SUPPLIED TEXT Start Marker

Set in the sixth century amid the political chaos into which Britain was plunged after the fall of the Roman Empire, Camelot is squarely situated in the Middle Ages - with all its darkness, death, and disease.
Executed with an impressive cinematic sweep and a brilliant cast, which includes Eva Green, James Purefoy, and Claire Forlani, Camelot takes a lesson from Syfy's BBC-produced family show, Merlin, by focusing on the infancy of the Camelot legend.
It opens with the murder of King Uther by his wayward daughter, Morgan (Green in an exquisitely sinful, lusty note). Banished from the realm as a child, she usurps the throne with the help of Uther's enemy, King Lot (played with delicious bloodlust by Rome's Purefoy).
Merlin derails her plot by plucking Uther's long-lost son, Arthur (a very pretty Jamie Campbell Bower), from his adopted home and installing him on the throne.

SUPPLIED TEXT End Marker
EXCERPTED DATA Start Marker

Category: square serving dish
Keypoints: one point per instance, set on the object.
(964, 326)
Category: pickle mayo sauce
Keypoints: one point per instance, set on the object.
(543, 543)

EXCERPTED DATA End Marker

**TASK ITEM**:
Carry on the Camelot review, picking up after its last sentence about Merlin installing Arthur on the throne.

**OUTPUT OF THE EXERCISE**:
Fiennes says his Merlin isn't a wizened philosopher, but a "warrior-monk" who has no scruples about manipulating Arthur.
"He's sort of of a Machiavellian operator," Fiennes, 40, says from his home in Spain.
"I tried to make him a political thug who uses his acerbic wit and his guile" to achieve his political ends.
"I wouldn't be surprised if Merlin didn't have 17 other young kings waiting in the wings . . . in case Arthur doesn't work out."
Chibnall hopes the character resonates with today's viewers, living, as we do, "in the age of spin doctors, advisers, and special counsels."
Camelot's naturalism extends to its handling of magic, which is presented as an outgrowth of pagan religious rites. Morgan and Merlin's magic, Chibnall says, "is born from the elements. It's created from the forces of earth and water, wind and fire."
Magic here also is a dangerous proposition, Fiennes adds. It's a dark art that can take over and imprison the magician.
"It's rather like a horrific Class-A drug that you get hooked on," says Fiennes. "It has a . . . spiritual cost."
Merlin hides his magic, while his nemesis, Morgan, uses hers. In an early scene, Fiennes is kidnapped by Morgan and chained to her bed. Unmoved by her threats, he tries to reason with her, begging her to save herself from magic's dark hold.
The sorcerers' encounter is oddly erotic, but Fiennes insists that his Merlin "is more asexual than anything."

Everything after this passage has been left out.